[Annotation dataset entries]
▬▬▬▬▬▬

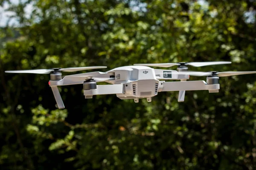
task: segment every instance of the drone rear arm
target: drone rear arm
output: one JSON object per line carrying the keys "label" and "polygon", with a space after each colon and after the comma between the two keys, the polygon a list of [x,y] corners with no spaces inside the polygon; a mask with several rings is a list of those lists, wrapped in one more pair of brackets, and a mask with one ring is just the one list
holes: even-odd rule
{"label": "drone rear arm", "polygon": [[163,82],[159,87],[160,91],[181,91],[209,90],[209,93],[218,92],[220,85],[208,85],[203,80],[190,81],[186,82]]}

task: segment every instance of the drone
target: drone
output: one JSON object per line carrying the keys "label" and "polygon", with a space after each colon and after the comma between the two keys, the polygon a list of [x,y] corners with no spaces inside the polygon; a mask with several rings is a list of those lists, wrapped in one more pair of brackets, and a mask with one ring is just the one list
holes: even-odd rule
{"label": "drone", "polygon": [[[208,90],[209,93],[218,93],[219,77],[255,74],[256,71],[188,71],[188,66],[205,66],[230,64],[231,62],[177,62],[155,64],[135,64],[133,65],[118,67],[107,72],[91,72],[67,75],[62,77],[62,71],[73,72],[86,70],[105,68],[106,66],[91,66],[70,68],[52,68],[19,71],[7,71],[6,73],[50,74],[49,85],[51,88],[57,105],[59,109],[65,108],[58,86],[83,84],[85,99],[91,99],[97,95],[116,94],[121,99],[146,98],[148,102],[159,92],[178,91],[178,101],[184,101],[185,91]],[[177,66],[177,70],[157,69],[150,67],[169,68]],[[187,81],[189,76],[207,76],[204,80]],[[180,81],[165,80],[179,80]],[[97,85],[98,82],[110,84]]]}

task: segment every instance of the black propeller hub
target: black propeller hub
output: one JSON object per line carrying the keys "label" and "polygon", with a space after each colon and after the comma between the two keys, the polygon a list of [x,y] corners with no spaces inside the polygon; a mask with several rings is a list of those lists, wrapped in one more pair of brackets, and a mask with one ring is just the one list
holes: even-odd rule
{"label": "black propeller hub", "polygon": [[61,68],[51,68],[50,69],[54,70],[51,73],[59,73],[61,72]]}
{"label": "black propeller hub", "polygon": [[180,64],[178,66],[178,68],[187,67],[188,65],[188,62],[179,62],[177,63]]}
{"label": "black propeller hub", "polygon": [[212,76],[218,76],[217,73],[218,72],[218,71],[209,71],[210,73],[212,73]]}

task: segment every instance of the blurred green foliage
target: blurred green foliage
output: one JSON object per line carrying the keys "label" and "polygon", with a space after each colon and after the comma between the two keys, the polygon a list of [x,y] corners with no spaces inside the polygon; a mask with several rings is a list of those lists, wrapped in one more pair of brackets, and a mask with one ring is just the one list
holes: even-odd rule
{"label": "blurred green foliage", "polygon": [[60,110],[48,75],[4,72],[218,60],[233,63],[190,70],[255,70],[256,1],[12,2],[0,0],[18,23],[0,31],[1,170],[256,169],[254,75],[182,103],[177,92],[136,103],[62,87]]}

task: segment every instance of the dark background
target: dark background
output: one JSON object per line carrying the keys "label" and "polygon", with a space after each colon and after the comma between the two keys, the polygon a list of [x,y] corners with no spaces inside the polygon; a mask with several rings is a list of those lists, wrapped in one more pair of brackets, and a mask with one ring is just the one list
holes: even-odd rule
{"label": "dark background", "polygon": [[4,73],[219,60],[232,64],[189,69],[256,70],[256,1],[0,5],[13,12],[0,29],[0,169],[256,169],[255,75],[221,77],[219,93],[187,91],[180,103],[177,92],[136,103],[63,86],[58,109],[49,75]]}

▬▬▬▬▬▬

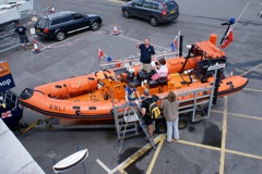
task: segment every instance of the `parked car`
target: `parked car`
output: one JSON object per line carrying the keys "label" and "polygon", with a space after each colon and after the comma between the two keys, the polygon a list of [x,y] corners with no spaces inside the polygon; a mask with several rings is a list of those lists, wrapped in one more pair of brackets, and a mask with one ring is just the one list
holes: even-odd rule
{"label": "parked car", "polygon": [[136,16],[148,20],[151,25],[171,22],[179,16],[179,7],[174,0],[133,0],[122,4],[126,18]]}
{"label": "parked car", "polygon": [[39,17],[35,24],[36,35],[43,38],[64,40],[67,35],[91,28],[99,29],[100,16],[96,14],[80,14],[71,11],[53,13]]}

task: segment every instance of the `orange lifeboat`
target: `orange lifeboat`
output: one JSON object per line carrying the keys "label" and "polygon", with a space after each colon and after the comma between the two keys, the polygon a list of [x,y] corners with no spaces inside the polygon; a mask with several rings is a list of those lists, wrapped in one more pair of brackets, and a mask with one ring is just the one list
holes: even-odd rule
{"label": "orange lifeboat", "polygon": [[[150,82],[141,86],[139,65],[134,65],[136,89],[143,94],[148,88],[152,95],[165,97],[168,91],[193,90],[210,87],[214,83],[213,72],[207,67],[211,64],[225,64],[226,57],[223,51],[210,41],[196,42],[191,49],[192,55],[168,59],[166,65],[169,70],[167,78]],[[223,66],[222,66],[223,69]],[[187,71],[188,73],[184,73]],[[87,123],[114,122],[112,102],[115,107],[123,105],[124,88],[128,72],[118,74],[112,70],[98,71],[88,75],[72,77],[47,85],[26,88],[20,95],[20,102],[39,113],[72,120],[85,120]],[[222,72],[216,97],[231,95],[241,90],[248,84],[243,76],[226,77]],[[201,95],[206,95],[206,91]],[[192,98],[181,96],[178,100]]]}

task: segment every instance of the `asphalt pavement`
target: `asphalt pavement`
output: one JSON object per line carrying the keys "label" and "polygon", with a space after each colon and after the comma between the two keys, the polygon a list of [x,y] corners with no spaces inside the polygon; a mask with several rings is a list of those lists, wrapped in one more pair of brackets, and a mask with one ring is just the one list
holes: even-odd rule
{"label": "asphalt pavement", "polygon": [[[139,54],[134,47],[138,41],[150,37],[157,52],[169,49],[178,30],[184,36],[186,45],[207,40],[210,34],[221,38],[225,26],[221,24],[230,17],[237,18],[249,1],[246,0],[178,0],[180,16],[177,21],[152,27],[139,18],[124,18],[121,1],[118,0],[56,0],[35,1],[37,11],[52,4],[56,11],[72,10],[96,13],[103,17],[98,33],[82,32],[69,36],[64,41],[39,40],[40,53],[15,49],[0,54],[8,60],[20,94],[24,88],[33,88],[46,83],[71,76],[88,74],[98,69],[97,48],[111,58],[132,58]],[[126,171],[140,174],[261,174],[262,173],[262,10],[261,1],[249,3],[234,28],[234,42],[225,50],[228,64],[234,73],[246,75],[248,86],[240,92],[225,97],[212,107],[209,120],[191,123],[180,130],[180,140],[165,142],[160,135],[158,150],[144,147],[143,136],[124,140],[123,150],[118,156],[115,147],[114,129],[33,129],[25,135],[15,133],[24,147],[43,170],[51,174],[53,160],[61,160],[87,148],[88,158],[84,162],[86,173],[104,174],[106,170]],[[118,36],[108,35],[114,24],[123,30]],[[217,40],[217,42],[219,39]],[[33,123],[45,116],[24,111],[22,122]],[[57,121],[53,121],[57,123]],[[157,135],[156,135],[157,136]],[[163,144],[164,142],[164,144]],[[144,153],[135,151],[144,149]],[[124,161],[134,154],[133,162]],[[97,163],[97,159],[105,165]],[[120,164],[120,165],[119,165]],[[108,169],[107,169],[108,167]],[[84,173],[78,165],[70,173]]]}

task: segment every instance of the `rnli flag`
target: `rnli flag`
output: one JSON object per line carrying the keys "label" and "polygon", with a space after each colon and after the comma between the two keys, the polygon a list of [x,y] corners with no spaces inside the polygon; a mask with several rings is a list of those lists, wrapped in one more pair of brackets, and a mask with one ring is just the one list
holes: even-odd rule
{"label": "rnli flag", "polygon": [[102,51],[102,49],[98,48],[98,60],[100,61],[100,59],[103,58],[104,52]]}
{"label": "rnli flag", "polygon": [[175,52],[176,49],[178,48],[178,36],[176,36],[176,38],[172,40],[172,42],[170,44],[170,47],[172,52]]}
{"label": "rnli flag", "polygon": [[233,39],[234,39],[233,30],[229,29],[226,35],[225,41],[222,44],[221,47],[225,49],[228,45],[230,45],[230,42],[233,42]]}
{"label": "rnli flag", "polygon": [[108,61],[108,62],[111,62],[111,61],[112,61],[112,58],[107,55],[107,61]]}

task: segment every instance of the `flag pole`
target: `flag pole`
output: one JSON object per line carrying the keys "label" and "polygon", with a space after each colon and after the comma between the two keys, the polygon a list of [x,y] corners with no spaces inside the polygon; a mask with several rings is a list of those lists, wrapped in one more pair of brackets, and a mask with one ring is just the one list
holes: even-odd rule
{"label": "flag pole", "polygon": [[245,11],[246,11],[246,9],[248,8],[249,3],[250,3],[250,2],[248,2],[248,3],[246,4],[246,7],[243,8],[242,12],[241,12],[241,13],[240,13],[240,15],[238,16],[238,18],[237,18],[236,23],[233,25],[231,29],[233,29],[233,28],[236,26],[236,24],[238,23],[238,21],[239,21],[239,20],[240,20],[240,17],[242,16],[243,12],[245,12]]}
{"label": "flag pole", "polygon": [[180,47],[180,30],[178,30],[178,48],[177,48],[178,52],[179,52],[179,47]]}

▬▬▬▬▬▬

● YOUR GOAL:
Can you render the lines of the listing from the one that contains "task: segment every instance of the black" through the one that contains "target: black propeller hub" as a JSON list of strings, one string per line, with any blank lines left out?

● COMPLETED EXERCISE:
[
  "task: segment every instance of the black propeller hub",
  "target: black propeller hub"
]